-- ARTICLE start --

The academic meaning of the word mythology is not meant to suggest a negation or denial of the beliefs concerning the codes or values associated with such belief, or to mark these views as similar to unreal or imaginary stories. Such description of certian religious doctrines, traditions, literature, and scriptures is to understand a religion in general. Mythology is used in this sense to understand the body of stories, addressing issues of core belief, that explains or symbolizes a religon.

Sociologists and historians of religion are not primarily interested in these stories for their historical value. They analyze religions in terms of the role which their stories and histories play, within the religious system. Histories and imaginative stories alike are treated as a body of myths, when they are regarded by a people as expressing profound truths. Describing the essential and traditional stories accepted as mysteries and historical narratives considered true is consequently just a tool for theological studies and study of the systems of common experience in general. Without necessarily speaking to the veracity of the faith's tenets or claims about its history, these mythological elements are studied for their mythic value.

Religious views

Some churches as well as individuals, especially within revealed religions that are justified in terms of an authenticated scripture, take offense when historical aspects their faith, or what they consider to be the Word of God, are characterized by outsiders as an expression of myth. Those who hold such views differentiate religious myths, fables and symbolic stories, in contrast to those narratives of Scripture which Scripture itself, or their tradition, describe as history or revelation. Some use the description fundamentalism for this view; and they suppose fallaciously that this view rejects discernment of various literary types, hyperbole, allegory, or other non-literal kinds of meaning in Scripture (although a few individuals holding the view require that every incidental element be accepted as literally true).

But there are often reasons internal to a given religion that account for this objection to such terminology. For example, the etymology of the word myth as it is used in the Greek New Testament means a fable. Thus, if essential mysteries and teachings are described as myth, to most English speakers, but especially to more religious individuals, the word implies that it is a fable and false invention. This description would be taken as a direct attack on religious belief, quite contrary to the meaning ostensibly intended by the academic use of the term. (However, for an example of typically academic writing where 'myth' clearly denotes 'falsehood', being used unequivocally in opposition to 'historical', see the article Historicity of Jesus.)

There are also historical reasons for people of faith to be sensitive to the term. During the dechristianisation of France during the French Revolution, alongside the adoption and enforcement of a policy of religious toleration, for a time speaking of the Bible as anything except a myth came to be viewed by authorities as treasonable. Public expressions of Christian belief were also discouraged. Similar policies have also been forced upon people at various other stages and places in history. For example, Enver Hoxha's Albania denied its citizens freedom of religion, although the constitution of 1976 ostensibly guaranteed this right. Some communist regimes, such as Maoist China and Stalinist Russia, have instituted policies to stifle religious expression.

-- ARTICLE end --

■ **COMPLETE THE FOLLOWING**:
a) In the passage on religion and mythology, what does the word myth mean as it is used in the Greek New Testament?
b) Carry on the passage on religion and mythology from the point where it stops.
The data that comes after this passage is separate material.

-- DATA PROVIDED start --

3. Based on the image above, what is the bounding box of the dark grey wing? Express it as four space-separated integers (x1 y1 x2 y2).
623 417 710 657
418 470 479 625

-- DATA PROVIDED end --

■ **RESULTS IN ORDER**:
a) It means a fable.

b)
Some apologists for religious belief sometimes argue that when their scriptures, or the codes or values associated with their beliefs, are described as a "mythology", it introduces an analysis of religion that ignores, and sometimes denies, the transcendent and historical aspects supposed by adherents. Some religious individuals believe that these academics mean to dogmatically insist that their religion is merely the creation of human religious imagination and a development of culture, when the religious see this as the reverse of the case: that their scriptures and codes are a correction of otherwise errant religious imaginations, of which their culture is the product.

Using the terms of myth and mythology to describe a developed doctrine may also be taken by some religious individuals, such as evangelists, priests, rabbis, or shamans, as an attack on the religion in general (eg., that some do not truly desire to describe thier beliefs, but only desecrate devout concepts). Some religious groups may hold the same belief in this use of terminology. Even when such groups or individuals recognize elements of mythology especially in their literature and folk religion, this is sharply distinguished from the Tradition and Scripture of their formal religious doctrines. Their philosophy would not include elements of their respective religions, such as God, the Trinity, or Allah, as in any sense "myths" or "mythical".

In contrast, many religious people view every religion as containing a body of myths that express deeper truths, that are ineffable on the surface level. Modern day rabbis and priests within the more liberal Jewish and Christian movements, as well as most Neopagans, have no problem viewing their religious texts as containing myth. They see their sacred texts as indeed containing religious truths, divinely inspired but delivered in the language of mankind.

Miscellaneous

The Dewey decimal system covers religion and mythology (or religious mythology) together in the 200 range. The books under 201 are for "Religious mythology & social theology". [3]

See also

General

  • Cult : relatively small and cohesive group of people (often a new religious movement) devoted to beliefs or practices that the surrounding culture or society considers to be far outside the mainstream.
  • Mythography : the rendering of myths in the arts.
  • Paganism and Heathenry : Catch-all term which has come to connote a broad set of spiritual/religious beliefs and practices of a natural religion, as opposed to the Abrahamic religions.
  • Ritual : formalised, predetermined set of symbolic actions generally performed in a particular environment at a regular, recurring interval.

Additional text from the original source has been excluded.